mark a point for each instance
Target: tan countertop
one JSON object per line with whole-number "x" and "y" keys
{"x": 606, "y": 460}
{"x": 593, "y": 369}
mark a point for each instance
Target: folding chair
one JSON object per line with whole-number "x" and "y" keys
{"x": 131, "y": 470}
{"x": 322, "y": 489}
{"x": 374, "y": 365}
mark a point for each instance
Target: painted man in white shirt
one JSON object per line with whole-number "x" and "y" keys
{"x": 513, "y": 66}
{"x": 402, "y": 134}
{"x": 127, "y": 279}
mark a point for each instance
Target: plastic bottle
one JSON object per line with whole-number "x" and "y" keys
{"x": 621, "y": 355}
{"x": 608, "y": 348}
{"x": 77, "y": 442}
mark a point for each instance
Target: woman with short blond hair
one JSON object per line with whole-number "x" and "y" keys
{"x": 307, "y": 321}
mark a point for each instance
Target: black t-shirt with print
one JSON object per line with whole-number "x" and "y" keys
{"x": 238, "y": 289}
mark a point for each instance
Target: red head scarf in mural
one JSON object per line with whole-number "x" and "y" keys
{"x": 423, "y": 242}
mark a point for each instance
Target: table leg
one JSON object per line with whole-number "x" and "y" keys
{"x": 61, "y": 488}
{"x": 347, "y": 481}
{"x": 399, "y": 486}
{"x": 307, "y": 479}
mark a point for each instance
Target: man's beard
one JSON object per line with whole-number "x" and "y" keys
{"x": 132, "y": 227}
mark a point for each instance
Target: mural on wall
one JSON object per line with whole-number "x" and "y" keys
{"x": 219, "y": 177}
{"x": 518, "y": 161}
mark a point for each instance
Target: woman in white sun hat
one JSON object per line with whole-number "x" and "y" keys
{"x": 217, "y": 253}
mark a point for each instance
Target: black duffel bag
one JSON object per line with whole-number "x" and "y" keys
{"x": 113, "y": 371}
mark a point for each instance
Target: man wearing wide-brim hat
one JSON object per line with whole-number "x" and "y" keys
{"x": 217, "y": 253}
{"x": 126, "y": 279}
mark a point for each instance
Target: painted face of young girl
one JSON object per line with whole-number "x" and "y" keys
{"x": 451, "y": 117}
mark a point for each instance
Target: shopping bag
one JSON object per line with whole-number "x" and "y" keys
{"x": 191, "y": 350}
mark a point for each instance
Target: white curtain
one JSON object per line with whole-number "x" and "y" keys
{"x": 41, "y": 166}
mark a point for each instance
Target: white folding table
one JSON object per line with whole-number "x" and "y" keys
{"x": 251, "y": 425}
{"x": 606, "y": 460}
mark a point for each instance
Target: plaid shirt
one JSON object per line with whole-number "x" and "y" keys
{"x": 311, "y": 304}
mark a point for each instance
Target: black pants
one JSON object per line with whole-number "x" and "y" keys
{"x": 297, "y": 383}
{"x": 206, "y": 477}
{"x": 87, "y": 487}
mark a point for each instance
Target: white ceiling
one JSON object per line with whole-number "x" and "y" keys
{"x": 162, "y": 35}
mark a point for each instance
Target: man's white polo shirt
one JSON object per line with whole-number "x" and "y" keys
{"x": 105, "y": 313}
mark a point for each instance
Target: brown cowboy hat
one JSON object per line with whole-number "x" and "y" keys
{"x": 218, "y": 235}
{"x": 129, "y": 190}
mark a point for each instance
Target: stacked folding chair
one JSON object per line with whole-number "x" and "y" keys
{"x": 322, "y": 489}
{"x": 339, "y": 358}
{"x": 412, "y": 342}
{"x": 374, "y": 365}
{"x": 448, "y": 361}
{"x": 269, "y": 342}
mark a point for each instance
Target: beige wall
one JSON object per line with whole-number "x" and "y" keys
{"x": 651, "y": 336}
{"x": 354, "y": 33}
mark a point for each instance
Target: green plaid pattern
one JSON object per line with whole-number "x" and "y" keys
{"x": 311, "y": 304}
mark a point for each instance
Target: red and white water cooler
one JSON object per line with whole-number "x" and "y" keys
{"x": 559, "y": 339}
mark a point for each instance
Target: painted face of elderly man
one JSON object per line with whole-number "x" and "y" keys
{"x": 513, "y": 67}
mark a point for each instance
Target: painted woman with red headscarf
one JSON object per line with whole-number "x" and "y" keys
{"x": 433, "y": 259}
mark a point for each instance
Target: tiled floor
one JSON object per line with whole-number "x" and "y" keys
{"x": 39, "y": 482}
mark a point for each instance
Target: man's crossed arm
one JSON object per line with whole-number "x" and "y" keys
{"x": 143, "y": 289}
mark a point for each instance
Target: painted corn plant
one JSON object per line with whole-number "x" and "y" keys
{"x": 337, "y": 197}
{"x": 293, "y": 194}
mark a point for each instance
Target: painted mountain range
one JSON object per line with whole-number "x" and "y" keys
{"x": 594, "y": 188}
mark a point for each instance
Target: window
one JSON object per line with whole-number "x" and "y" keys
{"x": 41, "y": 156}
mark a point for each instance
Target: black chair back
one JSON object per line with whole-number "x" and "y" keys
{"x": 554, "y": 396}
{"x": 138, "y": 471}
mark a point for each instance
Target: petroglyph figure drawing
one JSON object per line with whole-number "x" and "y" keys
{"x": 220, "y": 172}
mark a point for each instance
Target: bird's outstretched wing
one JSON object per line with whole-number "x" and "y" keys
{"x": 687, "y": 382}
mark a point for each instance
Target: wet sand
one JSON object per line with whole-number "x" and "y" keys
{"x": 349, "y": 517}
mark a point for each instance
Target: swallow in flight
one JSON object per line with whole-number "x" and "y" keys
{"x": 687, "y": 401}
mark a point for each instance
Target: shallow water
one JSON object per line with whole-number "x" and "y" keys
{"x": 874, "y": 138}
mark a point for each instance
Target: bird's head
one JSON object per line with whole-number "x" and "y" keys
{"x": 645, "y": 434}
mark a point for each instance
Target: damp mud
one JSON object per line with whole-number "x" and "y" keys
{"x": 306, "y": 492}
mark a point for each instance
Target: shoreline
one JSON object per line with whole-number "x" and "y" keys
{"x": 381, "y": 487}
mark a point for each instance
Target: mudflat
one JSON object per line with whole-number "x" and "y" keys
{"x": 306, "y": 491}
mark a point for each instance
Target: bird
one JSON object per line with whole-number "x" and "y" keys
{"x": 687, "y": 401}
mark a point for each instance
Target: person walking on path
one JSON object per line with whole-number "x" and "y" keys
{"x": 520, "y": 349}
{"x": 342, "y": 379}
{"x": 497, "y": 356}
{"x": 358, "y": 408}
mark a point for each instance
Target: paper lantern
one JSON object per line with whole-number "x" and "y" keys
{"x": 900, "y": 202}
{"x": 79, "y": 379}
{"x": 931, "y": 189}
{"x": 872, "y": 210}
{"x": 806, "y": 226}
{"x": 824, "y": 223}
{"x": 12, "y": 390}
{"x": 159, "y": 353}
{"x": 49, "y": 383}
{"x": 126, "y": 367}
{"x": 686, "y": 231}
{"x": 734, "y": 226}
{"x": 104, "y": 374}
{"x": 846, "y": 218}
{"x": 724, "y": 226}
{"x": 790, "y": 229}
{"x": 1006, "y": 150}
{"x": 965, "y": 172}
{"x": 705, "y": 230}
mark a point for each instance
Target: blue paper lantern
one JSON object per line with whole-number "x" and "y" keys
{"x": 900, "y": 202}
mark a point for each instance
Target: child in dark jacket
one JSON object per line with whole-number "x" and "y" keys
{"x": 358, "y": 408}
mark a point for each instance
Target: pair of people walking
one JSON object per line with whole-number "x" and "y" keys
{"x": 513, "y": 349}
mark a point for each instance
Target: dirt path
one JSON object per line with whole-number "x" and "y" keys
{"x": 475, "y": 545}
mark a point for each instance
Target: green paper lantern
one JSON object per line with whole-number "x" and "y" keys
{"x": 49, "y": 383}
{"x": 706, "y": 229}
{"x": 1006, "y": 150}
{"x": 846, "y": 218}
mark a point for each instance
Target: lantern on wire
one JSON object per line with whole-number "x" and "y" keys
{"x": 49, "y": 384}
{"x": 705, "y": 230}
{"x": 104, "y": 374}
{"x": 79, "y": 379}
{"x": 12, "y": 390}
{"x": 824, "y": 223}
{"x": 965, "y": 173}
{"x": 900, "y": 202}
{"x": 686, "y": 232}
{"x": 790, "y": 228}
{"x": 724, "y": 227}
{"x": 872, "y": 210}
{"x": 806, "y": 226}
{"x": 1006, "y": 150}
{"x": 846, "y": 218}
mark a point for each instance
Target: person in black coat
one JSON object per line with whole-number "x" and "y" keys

[Exercise]
Reproduce exactly the lines that run from the start of the records to the line with "Target: red head scarf in mural", both included.

[Worked solution]
mark a point for each instance
Target: tan countertop
one JSON object per line with whole-number "x" and "y" keys
{"x": 606, "y": 460}
{"x": 593, "y": 369}
mark a point for each instance
Target: folding chair
one JSON object per line with whole-number "x" and "y" keys
{"x": 131, "y": 470}
{"x": 322, "y": 489}
{"x": 374, "y": 365}
mark a point for each instance
Target: painted man in white shirt
one JSON object per line with whole-number "x" and "y" keys
{"x": 513, "y": 66}
{"x": 402, "y": 134}
{"x": 127, "y": 279}
mark a point for each instance
Target: plastic bottle
one JSON object per line with whole-number "x" and "y" keys
{"x": 621, "y": 355}
{"x": 608, "y": 348}
{"x": 77, "y": 442}
mark a point for each instance
Target: woman with short blond hair
one JSON object per line with whole-number "x" and "y" keys
{"x": 307, "y": 321}
mark a point for each instance
Target: black t-shirt with print
one JSON object per line with whole-number "x" and "y" keys
{"x": 238, "y": 289}
mark a point for each instance
Target: red head scarf in mural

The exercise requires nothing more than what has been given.